[AVAILABLE RECORDS]
╭──

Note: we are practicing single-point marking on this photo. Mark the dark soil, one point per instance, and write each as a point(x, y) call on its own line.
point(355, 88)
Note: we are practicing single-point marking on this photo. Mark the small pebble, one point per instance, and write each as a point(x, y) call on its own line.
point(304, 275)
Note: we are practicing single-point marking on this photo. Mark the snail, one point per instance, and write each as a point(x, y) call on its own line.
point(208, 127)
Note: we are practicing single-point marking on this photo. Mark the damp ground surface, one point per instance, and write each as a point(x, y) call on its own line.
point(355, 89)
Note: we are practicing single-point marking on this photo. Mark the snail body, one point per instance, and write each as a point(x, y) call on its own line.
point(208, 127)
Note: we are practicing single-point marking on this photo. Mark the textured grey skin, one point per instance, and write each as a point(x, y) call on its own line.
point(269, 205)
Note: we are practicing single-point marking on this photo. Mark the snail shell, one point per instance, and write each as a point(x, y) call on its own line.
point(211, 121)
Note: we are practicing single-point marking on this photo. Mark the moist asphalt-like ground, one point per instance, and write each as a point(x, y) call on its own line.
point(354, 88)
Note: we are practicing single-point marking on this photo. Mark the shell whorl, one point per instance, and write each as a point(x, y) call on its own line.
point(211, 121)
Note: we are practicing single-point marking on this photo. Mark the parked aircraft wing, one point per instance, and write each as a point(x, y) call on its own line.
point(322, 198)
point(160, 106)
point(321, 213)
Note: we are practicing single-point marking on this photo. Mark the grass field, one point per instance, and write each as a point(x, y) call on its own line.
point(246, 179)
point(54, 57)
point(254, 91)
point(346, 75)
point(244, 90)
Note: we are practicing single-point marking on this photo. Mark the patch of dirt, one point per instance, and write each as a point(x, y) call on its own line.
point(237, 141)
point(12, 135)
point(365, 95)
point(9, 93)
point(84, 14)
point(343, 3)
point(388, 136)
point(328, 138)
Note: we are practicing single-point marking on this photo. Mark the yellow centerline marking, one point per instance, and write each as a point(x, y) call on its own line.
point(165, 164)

╰──

[EXERCISE REQUIREMENTS]
Reproduce all the records precisely.

[COMPLETE RESPONSE]
Note: we are practicing single-point marking on this photo. Mark the dark soil, one point per instance, and write each as a point(x, y) call on its own line.
point(355, 88)
Note: we are practicing single-point marking on this photo. Mark the small pebble, one point per instance, and write each as a point(x, y) call on its own line.
point(304, 275)
Note: we are practicing single-point marking on this photo. Mark the snail, one point per instance, and write each as a point(x, y) call on its own line.
point(208, 127)
Note: we are practicing single-point marking on this photo. Mark the damp ground surface, one point per instance, and write each as a point(x, y) call on its own line.
point(355, 89)
Note: we are practicing single-point marking on this photo. Mark the snail body, one point per instance, and write each as a point(x, y) call on its own line.
point(208, 127)
Note: we are practicing single-point marking on this photo. Mark the textured grey skin, one point per instance, and write each as a point(x, y) call on its own line.
point(269, 205)
Note: we are practicing single-point marking on this photo. Mark the snail shell, one point per instance, and write each as a point(x, y) call on its own line.
point(211, 121)
Note: we are practicing single-point marking on this photo. Mark the moist asphalt-like ground, one point per instance, and write each as a point(x, y) call on its own line.
point(354, 88)
Note: we are practicing single-point marking on this photo. Mark the shell whorl, one point per instance, and write each as a point(x, y) call on its own line.
point(211, 121)
Note: we are practicing single-point marking on this photo. Mark the parked aircraft wing, one point per instance, and write each as a point(x, y) call on its own line.
point(322, 198)
point(160, 106)
point(321, 213)
Note: we are practicing single-point marking on this photo. Mark the grass field, one point per instance, and write each as a point(x, y) call on its own line.
point(246, 179)
point(54, 57)
point(254, 91)
point(346, 75)
point(244, 90)
Note: we are practicing single-point marking on this photo. Mark the patch of dirt, one point per instance, and write each as a point(x, y) call on its own line.
point(237, 141)
point(12, 135)
point(365, 95)
point(9, 93)
point(84, 14)
point(343, 3)
point(388, 136)
point(328, 138)
Note: we are practicing single-point marking on this photo. Mark the yellow centerline marking, one point per instance, and write each as a point(x, y) call on its own line.
point(165, 164)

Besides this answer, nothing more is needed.